» **Objective A**
Reproduce the stretch of the comments on a global language from "2) Roig writes" through "and geographical divides.".
» **Objective B**
Resume the comments on a global language, writing on from their last sentence.

— Begin Text shown —

Very interesting. This is a wonderful new way to learn a language and meet someone from that language group who might become a good contact if one were to visit that country.

I wonder if the world really does not already have its global language. That global language is American English-especially since it seems to be the language elected by the global economic and social elite. Why? Well like French in the 18th century, it is uniquely suited to express the pre-eminent, surpassing ideas, ideals and concepts of our particular epoch. Moreover, like any predominent language of a certain period (Spanish in the 17th century, French in the 18th, British English in the 19th) it is tied to that epoch’s great power-perfectly appropriate since that power became great by creating the dominent concepts and structural elements of the period.

Roig

2 - Brian

Two points:
1) Elena says she enrolled in a beginners’ Chinese course. If this article is anything to go by, she probably didn’t get too far with it:
http://www.telegraph.co.uk/global/main.jhtml?xml=/global/2007/02/06/ftchinese06.xml
In other words, some languages are much harder to learn than others - something those with little experience with foreign languages fail to take into account. It usually takes many, many years of study to be able to hold your own with native speakers in another language. That’s why an easy and regular common interlanguage was created.

2) Roig writes that the world already has a global language. All well and good for native English-speakers, but what about the other 95% of the world’s population which has to spend enormous amounts of time and energy struggling to learn it? How about some discussion of the seven points of the Prague Manifesto?:
http://lingvo.org/xx/2/3

3 - Remush

like your remark about a language organically risen from its practice and application across cultural and geographical divides.

— End Text shown —
— Begin Extracted material —

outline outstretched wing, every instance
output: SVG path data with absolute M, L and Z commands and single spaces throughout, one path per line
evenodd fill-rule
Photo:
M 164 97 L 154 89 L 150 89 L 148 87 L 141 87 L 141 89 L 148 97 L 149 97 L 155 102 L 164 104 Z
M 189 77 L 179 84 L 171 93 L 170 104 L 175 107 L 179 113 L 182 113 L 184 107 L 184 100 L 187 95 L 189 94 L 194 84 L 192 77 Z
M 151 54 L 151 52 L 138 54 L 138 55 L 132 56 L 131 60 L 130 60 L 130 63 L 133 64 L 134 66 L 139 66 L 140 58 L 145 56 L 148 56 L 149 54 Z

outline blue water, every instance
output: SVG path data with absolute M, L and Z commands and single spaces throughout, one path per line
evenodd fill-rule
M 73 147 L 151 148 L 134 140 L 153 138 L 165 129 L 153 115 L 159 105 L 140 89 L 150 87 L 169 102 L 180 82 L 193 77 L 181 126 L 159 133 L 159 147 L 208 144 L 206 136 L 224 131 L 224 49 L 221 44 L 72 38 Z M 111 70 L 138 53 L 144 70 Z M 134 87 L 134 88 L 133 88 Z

— End Extracted material —

» **Answer A**
2) Roig writes that the world already has a global language. All well and good for native English-speakers, but what about the other 95% of the world’s population which has to spend enormous amounts of time and energy struggling to learn it? How about some discussion of the seven points of the Prague Manifesto?:
http://lingvo.org/xx/2/3

3 - Remush

like your remark about a language organically risen from its practice and application across cultural and geographical divides.

» **Answer B**
This is precisely what Esperanto is. So it would be more correct to say - I’m talking of a language like Esperanto, organically risen etc…

Among lots of events that are organized by Esperantists, there is an Esperanto Universal Congress, organized in a different country every year.
Those who are interested in the local language can attend a language course given in Esperanto by local teachers.
A week before and after the Congress (lasting one week) there are excursions organized across the country. So it is advised to take a month vacation.
This is a good way to learn something about a foreign culture, but only a few people can afford that.

To have an idea what is going on in the world, see http://www.eventoj.hu/2007.htm or use Google with “eventoj” .

4 - Toño

In fact, Esperanto is more “an organically risen language from its practice and application across cultural and geographical divides” than you might think

5 - Elena Haliczer

While I am using LiveMocha as a means of learning basic vocabulary, I am well aware of its shortcomings and the shortcomings of traditional language instruction. I learned Spanish at twelve-thirteen years old through living in Spain, after which I found all language courses unutterably dull and completely ineffective for speaking.

In terms of Esperanto, I see that we have some reader enthusiasts, so I will address Brian’s request in my next post.

e.

6 - roig

With regard to Brian’s comment, I would say that the elites of non-English speaking countries are learning English at a remarkable rate. Ultimately it is the elites who dictate the general tone of the society as a whole. The rest of society will follow their lead.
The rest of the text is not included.